▶ **SOURCE PASSAGE**:
* * * * * * *
During spring 2026 commencement season, graduates at the University of Arizona, University of Central Florida, and Middle Tennessee State University audibly rejected pro-AI messaging from speakers. Former Google CEO Eric Schmidt faced a chorus of boos when he told University of Arizona graduates their task was to help shape AI, prompting him to concede that concerns about disappearing jobs and an uncertain future were "rational." The backlash reflects a generational anxiety about AI's economic impact as new workers enter a labor market already disrupted by automation.
For commerce practitioners, this public sentiment shift carries strategic weight. Consumer-facing companies and HR teams promoting AI-driven efficiency must now contend with a workforce cohort explicitly skeptical of AI narratives. This generational skepticism could complicate talent acquisition, influence brand perception around automation, and pressure retailers and service providers to reframe AI adoption in terms of job creation or skill augmentation rather than pure productivity gains. Marketing departments should prepare messaging that addresses displacement concerns head-on rather than glossing over them.
Despite the backlash, AI companies continue to consolidate power—OpenAI has won court cases, raised substantial capital, and launched partnerships. Celebrity endorsements (including Reese Witherspoon's warning that women should embrace AI or risk replacement) suggest a bifurcated narrative landscape. Commerce leaders should monitor how this tension between public skepticism and corporate momentum shapes customer expectations and regulatory pressure around responsible AI deployment.
* * * * * * *
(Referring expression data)
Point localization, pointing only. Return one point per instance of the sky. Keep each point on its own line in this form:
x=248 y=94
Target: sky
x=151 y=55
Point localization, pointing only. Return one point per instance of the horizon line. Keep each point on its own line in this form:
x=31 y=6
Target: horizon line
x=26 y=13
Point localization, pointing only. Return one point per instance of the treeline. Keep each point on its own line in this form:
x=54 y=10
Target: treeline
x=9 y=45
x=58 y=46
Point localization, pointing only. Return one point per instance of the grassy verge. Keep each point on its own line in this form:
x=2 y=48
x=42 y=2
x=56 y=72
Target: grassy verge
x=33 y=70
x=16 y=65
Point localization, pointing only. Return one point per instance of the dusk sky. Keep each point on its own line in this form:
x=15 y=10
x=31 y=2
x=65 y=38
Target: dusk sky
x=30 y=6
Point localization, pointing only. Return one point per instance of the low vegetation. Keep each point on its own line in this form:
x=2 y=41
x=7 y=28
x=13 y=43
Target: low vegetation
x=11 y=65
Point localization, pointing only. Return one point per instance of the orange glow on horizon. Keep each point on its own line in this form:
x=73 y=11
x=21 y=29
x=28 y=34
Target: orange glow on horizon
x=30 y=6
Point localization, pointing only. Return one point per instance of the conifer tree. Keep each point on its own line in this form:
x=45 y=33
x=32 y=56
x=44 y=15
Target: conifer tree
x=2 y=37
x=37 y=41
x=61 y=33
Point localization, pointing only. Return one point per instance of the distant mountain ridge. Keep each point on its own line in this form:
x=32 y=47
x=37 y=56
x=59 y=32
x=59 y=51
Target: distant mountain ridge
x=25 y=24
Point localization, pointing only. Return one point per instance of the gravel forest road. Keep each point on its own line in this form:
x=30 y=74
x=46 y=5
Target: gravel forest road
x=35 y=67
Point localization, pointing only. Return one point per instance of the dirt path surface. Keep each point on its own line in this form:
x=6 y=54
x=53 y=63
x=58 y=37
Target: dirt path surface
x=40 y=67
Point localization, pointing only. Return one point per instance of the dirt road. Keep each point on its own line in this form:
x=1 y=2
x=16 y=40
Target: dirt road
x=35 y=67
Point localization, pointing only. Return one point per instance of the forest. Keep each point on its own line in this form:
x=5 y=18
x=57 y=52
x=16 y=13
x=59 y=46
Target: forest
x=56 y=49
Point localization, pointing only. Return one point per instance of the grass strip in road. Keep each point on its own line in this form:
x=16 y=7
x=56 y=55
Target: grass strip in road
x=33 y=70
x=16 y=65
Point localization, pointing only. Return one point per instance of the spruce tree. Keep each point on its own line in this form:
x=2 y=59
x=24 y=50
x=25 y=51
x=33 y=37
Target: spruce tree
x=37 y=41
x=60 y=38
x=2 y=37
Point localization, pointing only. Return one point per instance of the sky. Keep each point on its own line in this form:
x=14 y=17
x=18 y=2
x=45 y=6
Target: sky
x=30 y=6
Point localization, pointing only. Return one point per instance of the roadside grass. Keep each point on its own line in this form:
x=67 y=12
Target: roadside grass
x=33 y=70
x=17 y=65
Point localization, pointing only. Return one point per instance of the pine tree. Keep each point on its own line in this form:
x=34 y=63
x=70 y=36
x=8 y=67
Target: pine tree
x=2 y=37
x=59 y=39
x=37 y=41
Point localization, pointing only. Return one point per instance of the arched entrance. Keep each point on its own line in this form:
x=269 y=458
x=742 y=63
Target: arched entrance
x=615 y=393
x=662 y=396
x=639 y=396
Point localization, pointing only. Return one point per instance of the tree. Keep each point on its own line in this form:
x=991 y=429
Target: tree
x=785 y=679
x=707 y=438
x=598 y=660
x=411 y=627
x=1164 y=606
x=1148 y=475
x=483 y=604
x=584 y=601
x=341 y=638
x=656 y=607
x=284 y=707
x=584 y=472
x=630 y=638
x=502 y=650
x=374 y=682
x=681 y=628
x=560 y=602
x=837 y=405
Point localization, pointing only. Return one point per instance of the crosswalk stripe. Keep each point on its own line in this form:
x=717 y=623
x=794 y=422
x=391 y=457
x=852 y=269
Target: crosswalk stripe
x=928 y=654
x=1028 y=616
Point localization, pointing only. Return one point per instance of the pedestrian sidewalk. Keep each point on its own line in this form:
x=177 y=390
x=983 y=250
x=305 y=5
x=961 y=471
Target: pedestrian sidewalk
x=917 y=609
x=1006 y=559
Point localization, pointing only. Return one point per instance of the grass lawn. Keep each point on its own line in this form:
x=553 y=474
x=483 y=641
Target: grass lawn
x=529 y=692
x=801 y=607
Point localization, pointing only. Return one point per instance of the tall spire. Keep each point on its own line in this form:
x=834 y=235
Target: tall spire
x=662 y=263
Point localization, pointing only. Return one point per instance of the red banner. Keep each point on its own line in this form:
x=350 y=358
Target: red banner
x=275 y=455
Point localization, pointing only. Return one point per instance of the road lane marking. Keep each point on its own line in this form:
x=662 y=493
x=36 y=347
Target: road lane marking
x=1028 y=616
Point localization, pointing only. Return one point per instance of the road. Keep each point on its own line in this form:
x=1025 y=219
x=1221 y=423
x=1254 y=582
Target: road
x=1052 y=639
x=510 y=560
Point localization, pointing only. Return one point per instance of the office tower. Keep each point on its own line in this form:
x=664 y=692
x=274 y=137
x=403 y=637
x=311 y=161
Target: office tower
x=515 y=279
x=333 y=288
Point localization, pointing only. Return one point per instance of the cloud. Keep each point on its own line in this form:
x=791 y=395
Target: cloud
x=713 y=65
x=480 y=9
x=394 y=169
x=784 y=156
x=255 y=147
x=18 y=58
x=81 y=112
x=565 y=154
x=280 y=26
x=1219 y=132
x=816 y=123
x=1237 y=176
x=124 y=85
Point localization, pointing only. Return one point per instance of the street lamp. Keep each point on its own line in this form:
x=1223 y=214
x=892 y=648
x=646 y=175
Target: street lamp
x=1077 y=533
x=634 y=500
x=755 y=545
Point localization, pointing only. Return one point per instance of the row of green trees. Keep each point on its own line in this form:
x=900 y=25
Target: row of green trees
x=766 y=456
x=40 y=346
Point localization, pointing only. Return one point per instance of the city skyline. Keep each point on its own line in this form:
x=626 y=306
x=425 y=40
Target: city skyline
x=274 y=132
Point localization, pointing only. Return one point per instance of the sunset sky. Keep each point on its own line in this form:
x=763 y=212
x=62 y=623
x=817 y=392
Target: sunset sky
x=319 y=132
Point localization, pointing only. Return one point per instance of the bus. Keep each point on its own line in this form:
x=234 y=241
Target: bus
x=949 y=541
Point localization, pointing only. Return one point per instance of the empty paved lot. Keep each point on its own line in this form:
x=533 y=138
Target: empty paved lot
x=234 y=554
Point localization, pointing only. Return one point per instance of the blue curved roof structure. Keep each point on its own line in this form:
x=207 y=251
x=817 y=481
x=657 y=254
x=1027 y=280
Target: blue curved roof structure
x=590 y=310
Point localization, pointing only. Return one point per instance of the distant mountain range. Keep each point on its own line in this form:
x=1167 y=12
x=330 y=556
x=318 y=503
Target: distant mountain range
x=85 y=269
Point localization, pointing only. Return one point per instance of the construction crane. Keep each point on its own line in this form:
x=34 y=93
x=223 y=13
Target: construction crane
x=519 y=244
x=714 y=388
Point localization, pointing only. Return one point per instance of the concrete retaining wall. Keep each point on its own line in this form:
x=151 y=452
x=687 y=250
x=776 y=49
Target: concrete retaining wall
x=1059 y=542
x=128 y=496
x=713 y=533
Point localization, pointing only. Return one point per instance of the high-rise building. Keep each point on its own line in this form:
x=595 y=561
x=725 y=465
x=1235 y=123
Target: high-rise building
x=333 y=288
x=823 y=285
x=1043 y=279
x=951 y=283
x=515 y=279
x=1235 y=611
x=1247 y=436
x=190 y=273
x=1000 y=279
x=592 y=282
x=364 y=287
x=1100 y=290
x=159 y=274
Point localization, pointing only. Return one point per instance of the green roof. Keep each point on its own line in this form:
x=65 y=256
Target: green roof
* * * * * * *
▶ **PROBLEM A**: In the commencement passage, who was booed after telling University of Arizona graduates their task was to help shape AI?
▶ **PROBLEM B**: Condense the paragraph of the commencement passage that begins "For commerce practitioners" into a short bulleted list that keeps its main facts.

▶ **ANSWER BOX A**: Former Google CEO Eric Schmidt.

▶ **ANSWER BOX B**:
- The shift in public sentiment carries strategic weight for commerce practitioners.
- Consumer-facing companies and HR teams promoting AI-driven efficiency face a workforce cohort explicitly skeptical of AI narratives.
- This skepticism could complicate talent acquisition and influence brand perception around automation.
- It could also push retailers and service providers to frame AI adoption as job creation or skill augmentation rather than pure productivity gains.
- Marketing departments should prepare messaging that addresses displacement concerns directly.